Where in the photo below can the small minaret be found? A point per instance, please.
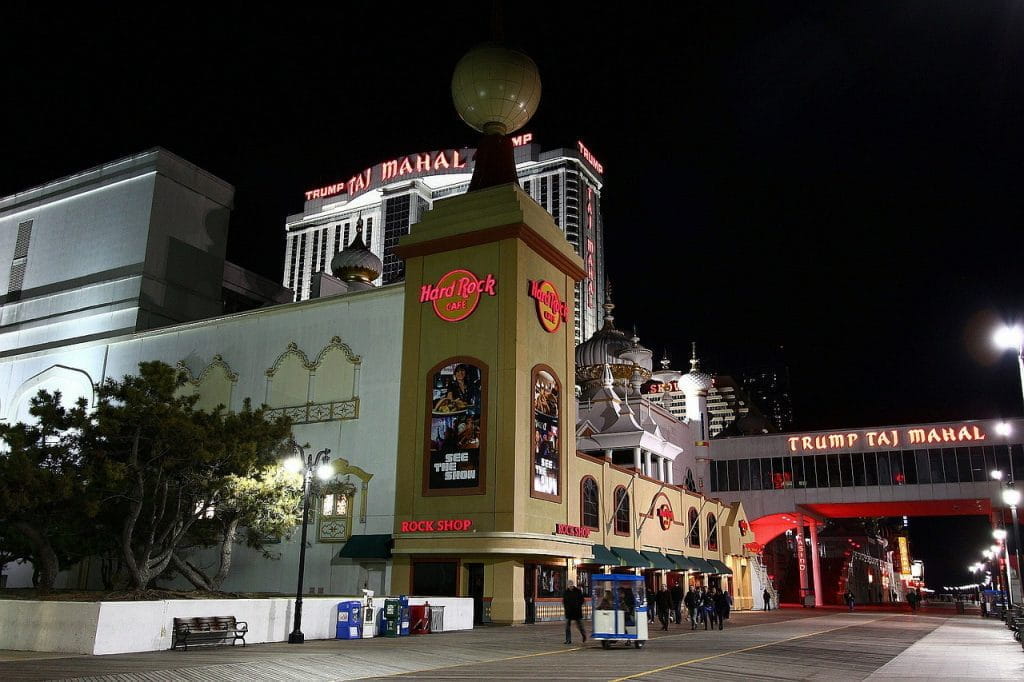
::::::
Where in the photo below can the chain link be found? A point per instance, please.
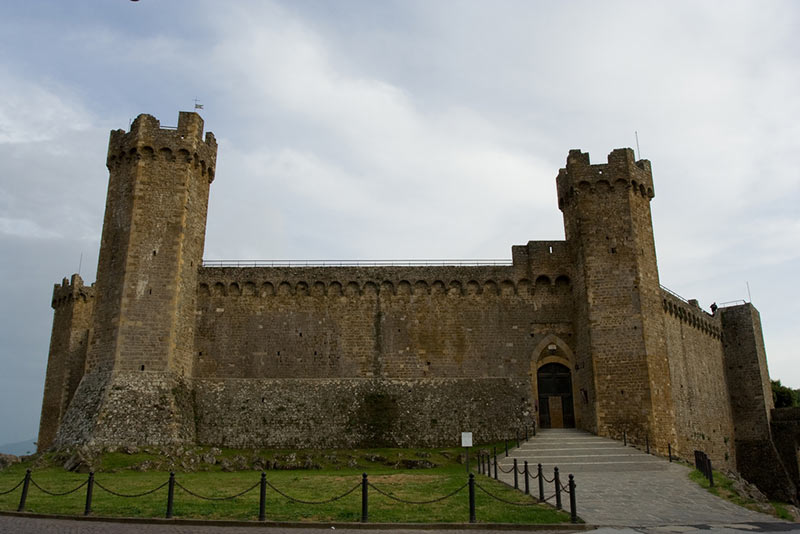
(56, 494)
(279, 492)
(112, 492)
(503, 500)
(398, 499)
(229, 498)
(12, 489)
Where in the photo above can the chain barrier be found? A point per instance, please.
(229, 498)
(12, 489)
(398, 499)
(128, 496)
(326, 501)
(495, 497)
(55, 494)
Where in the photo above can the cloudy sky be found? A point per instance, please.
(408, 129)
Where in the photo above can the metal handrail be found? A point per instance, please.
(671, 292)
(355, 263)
::::::
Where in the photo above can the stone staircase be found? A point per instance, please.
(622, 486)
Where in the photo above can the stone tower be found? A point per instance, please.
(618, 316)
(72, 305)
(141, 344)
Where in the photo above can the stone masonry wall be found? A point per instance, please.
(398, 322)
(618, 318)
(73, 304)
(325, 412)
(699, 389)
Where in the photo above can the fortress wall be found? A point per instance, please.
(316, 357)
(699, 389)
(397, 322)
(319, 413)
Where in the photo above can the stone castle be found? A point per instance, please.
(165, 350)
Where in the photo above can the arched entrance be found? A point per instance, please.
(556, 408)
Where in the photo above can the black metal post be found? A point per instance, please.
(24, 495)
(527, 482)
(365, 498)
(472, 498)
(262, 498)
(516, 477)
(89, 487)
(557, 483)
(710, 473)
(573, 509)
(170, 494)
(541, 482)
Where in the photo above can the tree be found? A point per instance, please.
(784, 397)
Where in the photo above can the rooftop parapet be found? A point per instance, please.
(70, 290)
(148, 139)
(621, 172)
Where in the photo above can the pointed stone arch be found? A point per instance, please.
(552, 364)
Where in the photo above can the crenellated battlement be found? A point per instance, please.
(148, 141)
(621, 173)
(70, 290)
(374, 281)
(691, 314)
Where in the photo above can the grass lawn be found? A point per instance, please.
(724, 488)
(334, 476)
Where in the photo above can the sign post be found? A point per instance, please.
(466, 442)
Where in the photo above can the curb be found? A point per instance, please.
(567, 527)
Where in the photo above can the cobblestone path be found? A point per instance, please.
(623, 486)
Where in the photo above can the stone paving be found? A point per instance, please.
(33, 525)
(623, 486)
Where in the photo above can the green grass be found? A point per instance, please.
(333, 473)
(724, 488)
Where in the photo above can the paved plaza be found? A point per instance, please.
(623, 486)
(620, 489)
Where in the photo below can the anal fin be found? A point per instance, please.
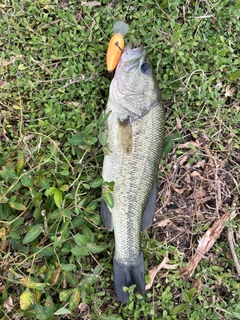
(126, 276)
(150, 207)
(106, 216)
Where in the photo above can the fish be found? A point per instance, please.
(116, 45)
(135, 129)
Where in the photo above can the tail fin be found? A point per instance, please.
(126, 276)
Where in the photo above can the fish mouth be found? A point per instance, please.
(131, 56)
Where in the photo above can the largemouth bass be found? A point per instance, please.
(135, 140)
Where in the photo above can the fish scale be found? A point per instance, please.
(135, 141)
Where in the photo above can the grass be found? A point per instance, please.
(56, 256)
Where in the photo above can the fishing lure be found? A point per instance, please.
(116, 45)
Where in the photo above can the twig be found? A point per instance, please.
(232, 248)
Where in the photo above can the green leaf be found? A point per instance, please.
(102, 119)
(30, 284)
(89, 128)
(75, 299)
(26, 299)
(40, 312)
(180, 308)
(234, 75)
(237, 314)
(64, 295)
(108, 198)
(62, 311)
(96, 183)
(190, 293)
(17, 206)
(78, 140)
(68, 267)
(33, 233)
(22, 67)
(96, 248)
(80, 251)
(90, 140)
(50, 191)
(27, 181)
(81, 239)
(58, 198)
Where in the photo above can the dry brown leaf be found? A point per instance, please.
::::::
Using the data above, reproduce exactly the lines from the line that contains "Where in the photo above can the fish be" through the line that contains "Where in the photo above can the dry", including both.

Where in the photo above can the fish be found? A point per instance, please.
(116, 45)
(135, 129)
Where in the photo above can the tail fin be found? A point per instance, please.
(126, 276)
Where in the photo above can the fish mouth be found? A point per instance, please.
(131, 56)
Where in the photo above can the largemouth bass be found? A point per instance, please.
(135, 140)
Where in the photo above can the fish scale be found? A point per instance, please.
(135, 141)
Where in the photo above can the grass be found? A point per instance, please.
(56, 256)
Where in the photo above can the fishing lure be found? A point per instance, please.
(116, 45)
Where in the photo above can the twig be found? A point per instance, please.
(232, 248)
Where in the photo above can the green leaf be found? A point per instance, please.
(102, 119)
(30, 284)
(89, 128)
(75, 299)
(26, 299)
(40, 312)
(180, 308)
(234, 75)
(237, 314)
(64, 295)
(108, 198)
(62, 311)
(96, 183)
(190, 293)
(17, 206)
(78, 140)
(68, 267)
(33, 233)
(22, 67)
(96, 248)
(80, 251)
(90, 140)
(50, 191)
(27, 181)
(81, 239)
(58, 198)
Where in the photo above can the dry brown leaf be found? A point per instance, please.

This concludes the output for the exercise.